## Aim
Copy all records verbatim.

============================================================

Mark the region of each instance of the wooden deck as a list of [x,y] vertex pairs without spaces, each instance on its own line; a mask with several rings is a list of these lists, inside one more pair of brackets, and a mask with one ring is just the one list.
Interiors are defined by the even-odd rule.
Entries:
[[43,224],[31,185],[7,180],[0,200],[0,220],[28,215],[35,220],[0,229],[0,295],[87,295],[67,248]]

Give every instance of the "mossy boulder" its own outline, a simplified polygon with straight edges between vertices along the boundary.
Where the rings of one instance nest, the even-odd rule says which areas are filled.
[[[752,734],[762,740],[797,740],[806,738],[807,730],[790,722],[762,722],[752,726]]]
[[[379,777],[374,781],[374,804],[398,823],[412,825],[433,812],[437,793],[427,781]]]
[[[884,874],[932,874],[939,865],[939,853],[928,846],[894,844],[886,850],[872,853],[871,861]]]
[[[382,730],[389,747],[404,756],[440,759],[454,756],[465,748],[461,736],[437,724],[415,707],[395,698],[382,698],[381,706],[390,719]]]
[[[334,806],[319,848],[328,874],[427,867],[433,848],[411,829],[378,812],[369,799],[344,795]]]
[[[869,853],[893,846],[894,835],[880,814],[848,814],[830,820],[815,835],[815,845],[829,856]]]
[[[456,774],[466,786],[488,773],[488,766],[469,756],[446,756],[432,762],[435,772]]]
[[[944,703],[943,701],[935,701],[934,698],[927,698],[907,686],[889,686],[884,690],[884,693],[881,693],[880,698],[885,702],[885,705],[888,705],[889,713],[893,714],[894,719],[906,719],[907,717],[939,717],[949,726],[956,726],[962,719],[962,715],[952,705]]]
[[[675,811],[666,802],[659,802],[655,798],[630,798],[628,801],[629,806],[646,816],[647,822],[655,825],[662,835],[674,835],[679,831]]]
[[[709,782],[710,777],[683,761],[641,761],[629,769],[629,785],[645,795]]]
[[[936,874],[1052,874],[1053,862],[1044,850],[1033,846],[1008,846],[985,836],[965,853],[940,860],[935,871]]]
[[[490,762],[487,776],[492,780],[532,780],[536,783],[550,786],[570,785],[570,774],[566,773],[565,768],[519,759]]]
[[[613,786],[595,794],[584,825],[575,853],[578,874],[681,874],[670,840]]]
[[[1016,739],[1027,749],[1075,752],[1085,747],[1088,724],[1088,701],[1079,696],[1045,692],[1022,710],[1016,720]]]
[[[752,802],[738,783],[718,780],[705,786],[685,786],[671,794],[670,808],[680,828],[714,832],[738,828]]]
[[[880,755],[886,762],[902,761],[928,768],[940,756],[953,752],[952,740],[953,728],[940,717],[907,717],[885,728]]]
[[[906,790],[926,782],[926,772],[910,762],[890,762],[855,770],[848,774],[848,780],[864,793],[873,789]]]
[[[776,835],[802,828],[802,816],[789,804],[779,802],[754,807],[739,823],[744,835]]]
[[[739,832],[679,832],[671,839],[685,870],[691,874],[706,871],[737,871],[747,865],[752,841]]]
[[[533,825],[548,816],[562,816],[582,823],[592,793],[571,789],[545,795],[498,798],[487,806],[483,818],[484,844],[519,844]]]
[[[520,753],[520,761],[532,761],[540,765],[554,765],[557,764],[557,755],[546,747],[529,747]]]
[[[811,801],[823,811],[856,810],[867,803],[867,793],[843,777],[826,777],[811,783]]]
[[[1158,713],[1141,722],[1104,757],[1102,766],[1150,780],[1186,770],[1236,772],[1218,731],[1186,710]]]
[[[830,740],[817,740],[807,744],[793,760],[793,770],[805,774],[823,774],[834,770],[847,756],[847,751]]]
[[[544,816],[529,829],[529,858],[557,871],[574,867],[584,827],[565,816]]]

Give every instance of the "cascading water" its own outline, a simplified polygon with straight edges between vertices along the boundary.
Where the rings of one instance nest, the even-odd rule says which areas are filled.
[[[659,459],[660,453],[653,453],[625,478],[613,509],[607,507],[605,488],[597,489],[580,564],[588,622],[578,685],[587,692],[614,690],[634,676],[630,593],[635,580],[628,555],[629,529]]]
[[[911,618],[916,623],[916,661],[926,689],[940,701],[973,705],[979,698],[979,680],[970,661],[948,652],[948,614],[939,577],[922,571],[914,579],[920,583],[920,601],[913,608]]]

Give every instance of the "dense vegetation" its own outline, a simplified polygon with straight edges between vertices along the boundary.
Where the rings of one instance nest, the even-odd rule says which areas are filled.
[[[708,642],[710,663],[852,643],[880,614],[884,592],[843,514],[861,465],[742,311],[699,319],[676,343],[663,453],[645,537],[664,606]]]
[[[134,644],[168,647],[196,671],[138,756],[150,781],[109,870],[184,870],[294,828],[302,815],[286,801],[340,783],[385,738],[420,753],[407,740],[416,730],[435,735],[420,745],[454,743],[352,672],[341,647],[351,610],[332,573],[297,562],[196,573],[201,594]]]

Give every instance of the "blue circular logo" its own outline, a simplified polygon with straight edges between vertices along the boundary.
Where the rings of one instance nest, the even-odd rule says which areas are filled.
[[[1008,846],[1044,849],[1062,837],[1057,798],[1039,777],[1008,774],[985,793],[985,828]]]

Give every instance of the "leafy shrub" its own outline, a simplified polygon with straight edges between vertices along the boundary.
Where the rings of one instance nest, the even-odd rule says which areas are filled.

============================================================

## Output of the exercise
Mark the region of each instance of the wooden deck as a list of [x,y] vertex pairs without spaces, each instance on its own line; a mask with several rings is a list of these lists, inside one more pair of brackets, and a mask with one ring is just the one list.
Interiors are defined by the even-odd rule.
Entries:
[[43,224],[31,185],[7,180],[0,200],[0,220],[28,215],[35,220],[0,229],[0,295],[87,295],[67,248]]

Give every instance of the "mossy boulder" its own outline, a simplified polygon with straight edges between vertices along the boundary.
Where the rings of one instance nest, the even-odd rule says which areas are filled.
[[[752,734],[762,740],[797,740],[806,738],[807,730],[790,722],[762,722],[752,726]]]
[[[379,777],[374,781],[374,804],[398,823],[412,825],[433,812],[437,793],[427,781]]]
[[[884,874],[932,874],[939,865],[939,853],[928,846],[894,844],[886,850],[872,853],[871,861]]]
[[[382,730],[389,747],[404,756],[440,759],[454,756],[465,748],[461,736],[437,724],[415,707],[395,698],[382,698],[381,706],[390,719]]]
[[[334,806],[319,848],[328,874],[427,867],[433,848],[411,829],[378,812],[369,799],[344,795]]]
[[[869,853],[893,846],[894,835],[880,814],[848,814],[830,820],[815,835],[815,845],[829,856]]]
[[[456,774],[466,786],[488,773],[488,766],[469,756],[446,756],[432,762],[435,772]]]
[[[944,703],[943,701],[935,701],[934,698],[927,698],[907,686],[889,686],[884,690],[884,693],[881,693],[880,698],[885,702],[885,705],[888,705],[889,713],[893,714],[894,719],[906,719],[907,717],[939,717],[949,726],[956,726],[962,719],[962,715],[952,705]]]
[[[675,811],[666,802],[659,802],[655,798],[630,798],[628,801],[629,806],[646,816],[647,822],[655,825],[662,835],[674,835],[679,831]]]
[[[709,782],[710,777],[683,761],[641,761],[629,769],[629,785],[645,795]]]
[[[936,874],[1052,874],[1053,862],[1044,850],[1033,846],[1008,846],[985,836],[965,853],[940,860],[935,871]]]
[[[490,762],[487,776],[492,780],[532,780],[536,783],[550,786],[570,785],[570,774],[566,773],[565,768],[519,759]]]
[[[613,786],[595,794],[584,825],[575,853],[578,874],[681,874],[670,840]]]
[[[1016,739],[1027,749],[1075,752],[1085,747],[1088,724],[1088,701],[1079,696],[1045,692],[1022,710],[1016,720]]]
[[[752,802],[738,783],[718,780],[705,786],[685,786],[671,794],[670,808],[680,828],[714,832],[738,828]]]
[[[880,755],[886,762],[902,761],[928,768],[940,756],[953,752],[952,740],[953,728],[940,717],[907,717],[885,728]]]
[[[906,790],[926,782],[926,772],[910,762],[890,762],[855,770],[848,774],[848,780],[864,793],[873,789]]]
[[[776,835],[802,828],[802,816],[789,804],[779,802],[754,807],[739,823],[744,835]]]
[[[739,832],[679,832],[671,839],[685,870],[691,874],[706,871],[737,871],[747,865],[752,841]]]
[[[533,825],[548,816],[562,816],[582,823],[592,793],[571,789],[545,795],[498,798],[487,806],[483,818],[484,844],[519,844]]]
[[[520,753],[520,761],[532,761],[540,765],[554,765],[557,764],[557,755],[546,747],[529,747]]]
[[[811,801],[823,811],[856,810],[867,803],[867,793],[843,777],[826,777],[811,783]]]
[[[1158,713],[1141,722],[1104,757],[1102,766],[1150,780],[1186,770],[1236,772],[1218,731],[1186,710]]]
[[[830,740],[817,740],[807,744],[793,760],[793,770],[805,774],[823,774],[834,770],[847,756],[847,751]]]
[[[544,816],[529,829],[529,858],[557,871],[574,867],[584,827],[565,816]]]

Give every instance of the "cascading water" its own outline, a simplified polygon with straight edges between vertices along the boundary.
Where the rings of one instance nest, the even-odd rule says which areas are filled.
[[[659,459],[660,453],[653,453],[625,478],[613,509],[607,507],[605,488],[597,489],[580,564],[588,622],[578,685],[587,692],[614,690],[634,676],[630,593],[635,580],[628,555],[629,529]]]
[[[911,618],[916,623],[916,661],[926,689],[940,701],[973,705],[979,698],[979,680],[970,661],[948,652],[948,614],[939,577],[922,571],[914,579],[920,583],[920,601],[913,608]]]

Give every instance of the "dense vegetation" its own outline, a simplified polygon with straight edges between vertices along the boundary.
Where the rings of one instance nest, the even-odd rule says which areas are filled.
[[[708,642],[710,663],[852,643],[880,614],[884,592],[843,514],[861,465],[742,311],[699,319],[676,343],[663,453],[645,537],[664,606]]]
[[[134,644],[168,647],[196,671],[138,756],[150,781],[109,870],[184,870],[294,828],[302,815],[286,801],[340,783],[385,738],[420,753],[407,740],[416,730],[435,735],[420,745],[454,743],[352,672],[341,647],[351,610],[332,573],[297,562],[196,573],[201,594]]]

Give every instance of the "blue circular logo" its own outline, a simplified polygon with straight edges between vertices along the boundary.
Where the rings of one instance nest, the even-odd rule says which areas are filled.
[[[1008,846],[1044,849],[1062,837],[1057,798],[1039,777],[1008,774],[985,793],[985,828]]]

Give every instance of the "leafy shrub" its own outline, a simplified polygon with straight edges between vertices along the boundary.
Where the rings of one instance nest, the even-odd rule says which areas are filled.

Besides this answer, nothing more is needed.